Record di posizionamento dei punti
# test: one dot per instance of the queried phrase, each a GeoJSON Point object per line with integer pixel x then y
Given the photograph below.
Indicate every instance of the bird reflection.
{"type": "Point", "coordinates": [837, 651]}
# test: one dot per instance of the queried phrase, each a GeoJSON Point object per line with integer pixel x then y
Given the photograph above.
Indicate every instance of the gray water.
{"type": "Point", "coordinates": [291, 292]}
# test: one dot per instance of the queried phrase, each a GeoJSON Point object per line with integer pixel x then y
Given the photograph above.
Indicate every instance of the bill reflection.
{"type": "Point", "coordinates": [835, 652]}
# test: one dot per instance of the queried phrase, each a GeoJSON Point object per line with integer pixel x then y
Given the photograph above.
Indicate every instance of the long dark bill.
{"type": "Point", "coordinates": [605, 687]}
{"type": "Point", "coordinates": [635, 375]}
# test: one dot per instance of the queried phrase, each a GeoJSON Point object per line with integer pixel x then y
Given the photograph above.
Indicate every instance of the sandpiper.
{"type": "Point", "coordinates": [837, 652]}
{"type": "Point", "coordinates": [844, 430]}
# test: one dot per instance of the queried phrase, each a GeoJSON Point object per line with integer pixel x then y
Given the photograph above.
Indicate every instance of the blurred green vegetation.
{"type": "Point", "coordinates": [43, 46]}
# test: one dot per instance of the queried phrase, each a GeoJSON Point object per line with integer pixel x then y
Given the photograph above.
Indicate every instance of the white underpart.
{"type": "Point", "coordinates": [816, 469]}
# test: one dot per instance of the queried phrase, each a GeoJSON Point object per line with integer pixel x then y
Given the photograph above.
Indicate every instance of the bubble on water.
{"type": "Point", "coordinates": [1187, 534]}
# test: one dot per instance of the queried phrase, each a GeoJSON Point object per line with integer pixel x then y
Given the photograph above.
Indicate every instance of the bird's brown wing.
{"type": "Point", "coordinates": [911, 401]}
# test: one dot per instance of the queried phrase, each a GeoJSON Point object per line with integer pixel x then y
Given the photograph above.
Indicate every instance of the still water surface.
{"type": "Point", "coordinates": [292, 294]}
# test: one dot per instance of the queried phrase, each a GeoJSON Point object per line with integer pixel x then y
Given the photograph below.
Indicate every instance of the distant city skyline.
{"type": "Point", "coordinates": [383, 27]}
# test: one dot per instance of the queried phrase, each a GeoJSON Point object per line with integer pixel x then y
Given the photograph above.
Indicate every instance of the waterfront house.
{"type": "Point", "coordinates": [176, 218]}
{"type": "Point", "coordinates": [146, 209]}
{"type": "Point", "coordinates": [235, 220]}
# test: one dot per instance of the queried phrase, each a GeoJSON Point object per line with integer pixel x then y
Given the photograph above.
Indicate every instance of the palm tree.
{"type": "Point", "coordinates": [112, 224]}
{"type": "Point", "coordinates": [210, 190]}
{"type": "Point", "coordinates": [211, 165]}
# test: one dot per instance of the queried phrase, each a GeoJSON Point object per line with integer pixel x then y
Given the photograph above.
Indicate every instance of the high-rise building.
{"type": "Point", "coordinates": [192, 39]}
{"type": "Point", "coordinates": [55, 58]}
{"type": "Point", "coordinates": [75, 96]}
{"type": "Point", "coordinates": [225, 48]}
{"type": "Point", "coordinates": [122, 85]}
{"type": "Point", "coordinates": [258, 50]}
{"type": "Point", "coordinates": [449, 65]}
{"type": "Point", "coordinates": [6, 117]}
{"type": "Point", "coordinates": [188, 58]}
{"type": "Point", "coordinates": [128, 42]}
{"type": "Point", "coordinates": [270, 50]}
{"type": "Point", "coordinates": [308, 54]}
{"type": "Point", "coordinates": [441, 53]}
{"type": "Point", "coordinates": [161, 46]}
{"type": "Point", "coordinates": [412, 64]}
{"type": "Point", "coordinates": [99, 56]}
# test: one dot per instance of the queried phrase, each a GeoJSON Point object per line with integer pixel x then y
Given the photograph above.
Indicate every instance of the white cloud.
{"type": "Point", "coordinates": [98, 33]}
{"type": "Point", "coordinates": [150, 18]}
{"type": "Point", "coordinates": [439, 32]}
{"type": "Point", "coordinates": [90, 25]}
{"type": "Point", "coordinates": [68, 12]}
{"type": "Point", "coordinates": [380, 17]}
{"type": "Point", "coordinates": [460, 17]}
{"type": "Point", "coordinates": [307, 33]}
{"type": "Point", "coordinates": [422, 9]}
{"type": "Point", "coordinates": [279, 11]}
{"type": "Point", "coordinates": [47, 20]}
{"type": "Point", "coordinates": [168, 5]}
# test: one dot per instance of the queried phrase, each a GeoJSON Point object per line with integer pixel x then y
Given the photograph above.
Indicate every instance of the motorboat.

> **Breve esercizio**
Conta le righe dei record che contengono la parola "bill", distinguendo tra maiuscole e minuscole: quante sono? Rispondi solo con il numero.

> **Risultato dell'esercizio**
2